START PASSAGE
Saturday, August 16, 2008

Dear Chanel, I'm Sorry

When I called and told you the bottle of Cuir de Russie you sent me was busted up, I was sure you wouldn't respond. I'd felt so out of sorts in your shop. I mean, it was Rodeo Drive. People were being shown little belts and things at the glass counter like a belt is a rare delicacy or a highly treacherous surgical procedure.

It was such a weird, alternate reality to me; so much money was going around. Everywhere I looked people were talking but all I saw was cash streaming out of their mouths. I saw dollar signs in their eyes. The boutique was its own eco-system, its own complicated trading floor.

I pictured all these people hopping back into their Bentleys at valet parking, fists of Chanel shopping bags swinging pendulously in their hands, zooming off to Beverly Hills, home again home again, where the biggest, most pressing problem was the apparent stupidity of the Mexicans who were supposed to be cleaning the pool, who seemed never to have seen a pool before, and were going at it with hedge clippers. I hated everyone in the store, Chanel, and I couldn't imagine all shoppers being equal there.
END PASSAGE
START GIVEN DATA
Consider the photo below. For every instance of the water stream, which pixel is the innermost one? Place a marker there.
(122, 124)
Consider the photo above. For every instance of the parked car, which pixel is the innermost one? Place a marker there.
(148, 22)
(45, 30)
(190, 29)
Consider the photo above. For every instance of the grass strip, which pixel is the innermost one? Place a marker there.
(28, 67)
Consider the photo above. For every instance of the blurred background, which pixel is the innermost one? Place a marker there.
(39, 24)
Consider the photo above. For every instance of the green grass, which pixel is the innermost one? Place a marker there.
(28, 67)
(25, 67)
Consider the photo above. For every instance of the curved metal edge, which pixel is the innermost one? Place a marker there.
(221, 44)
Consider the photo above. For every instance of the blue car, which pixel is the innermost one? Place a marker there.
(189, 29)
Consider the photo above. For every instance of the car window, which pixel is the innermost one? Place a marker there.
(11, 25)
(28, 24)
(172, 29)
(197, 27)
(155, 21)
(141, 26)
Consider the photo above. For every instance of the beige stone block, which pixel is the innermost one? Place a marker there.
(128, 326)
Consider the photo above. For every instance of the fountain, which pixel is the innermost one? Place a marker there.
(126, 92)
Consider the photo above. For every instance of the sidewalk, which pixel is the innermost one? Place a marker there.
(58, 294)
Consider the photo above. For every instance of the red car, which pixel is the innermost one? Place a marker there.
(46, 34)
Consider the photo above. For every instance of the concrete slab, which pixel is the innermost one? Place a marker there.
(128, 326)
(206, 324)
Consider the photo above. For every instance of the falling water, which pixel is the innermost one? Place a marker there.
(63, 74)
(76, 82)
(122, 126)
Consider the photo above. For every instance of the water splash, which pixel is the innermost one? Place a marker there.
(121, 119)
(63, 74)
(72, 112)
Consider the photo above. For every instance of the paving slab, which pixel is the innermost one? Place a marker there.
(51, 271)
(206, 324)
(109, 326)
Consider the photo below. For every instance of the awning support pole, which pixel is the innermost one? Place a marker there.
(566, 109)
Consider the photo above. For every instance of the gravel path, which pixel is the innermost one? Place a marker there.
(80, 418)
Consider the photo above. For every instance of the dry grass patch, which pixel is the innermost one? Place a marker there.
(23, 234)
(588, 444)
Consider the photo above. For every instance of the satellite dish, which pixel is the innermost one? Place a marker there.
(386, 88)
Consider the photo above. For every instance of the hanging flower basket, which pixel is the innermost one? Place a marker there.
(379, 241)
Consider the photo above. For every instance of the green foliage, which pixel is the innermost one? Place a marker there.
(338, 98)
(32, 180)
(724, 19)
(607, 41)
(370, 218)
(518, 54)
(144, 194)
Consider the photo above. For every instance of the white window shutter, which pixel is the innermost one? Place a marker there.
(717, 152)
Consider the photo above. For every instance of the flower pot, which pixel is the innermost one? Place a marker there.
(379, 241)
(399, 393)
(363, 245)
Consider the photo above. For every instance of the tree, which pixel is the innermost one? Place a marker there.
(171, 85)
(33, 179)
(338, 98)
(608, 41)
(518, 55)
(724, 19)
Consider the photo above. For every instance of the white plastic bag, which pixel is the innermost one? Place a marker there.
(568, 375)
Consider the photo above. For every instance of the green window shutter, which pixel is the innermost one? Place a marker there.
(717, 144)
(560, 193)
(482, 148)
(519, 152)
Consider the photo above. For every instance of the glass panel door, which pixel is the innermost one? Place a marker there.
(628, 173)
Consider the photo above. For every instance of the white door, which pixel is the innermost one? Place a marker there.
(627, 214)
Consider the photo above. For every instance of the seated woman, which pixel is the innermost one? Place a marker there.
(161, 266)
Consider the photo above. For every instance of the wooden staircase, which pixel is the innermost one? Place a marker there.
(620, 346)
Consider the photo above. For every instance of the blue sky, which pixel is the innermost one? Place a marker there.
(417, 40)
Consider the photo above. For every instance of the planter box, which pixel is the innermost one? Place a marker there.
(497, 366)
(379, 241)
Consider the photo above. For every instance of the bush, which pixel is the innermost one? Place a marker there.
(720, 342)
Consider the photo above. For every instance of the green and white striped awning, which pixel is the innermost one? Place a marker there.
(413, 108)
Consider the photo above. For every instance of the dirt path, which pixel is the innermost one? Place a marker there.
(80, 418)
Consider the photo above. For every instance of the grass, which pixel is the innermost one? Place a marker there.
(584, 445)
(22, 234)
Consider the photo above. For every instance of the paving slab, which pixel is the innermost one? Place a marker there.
END GIVEN DATA
WORK TO COMPLETE —
1. On what street was the Chanel shop in the blog post located?
2. Return the blog post's wording from "Dear Chanel, I'm" up to and including "complicated trading floor.".
The records have no connection to the blog post.

ANSWER SET —
1. Rodeo Drive

2.
Dear Chanel, I'm Sorry

When I called and told you the bottle of Cuir de Russie you sent me was busted up, I was sure you wouldn't respond. I'd felt so out of sorts in your shop. I mean, it was Rodeo Drive. People were being shown little belts and things at the glass counter like a belt is a rare delicacy or a highly treacherous surgical procedure.

It was such a weird, alternate reality to me; so much money was going around. Everywhere I looked people were talking but all I saw was cash streaming out of their mouths. I saw dollar signs in their eyes. The boutique was its own eco-system, its own complicated trading floor.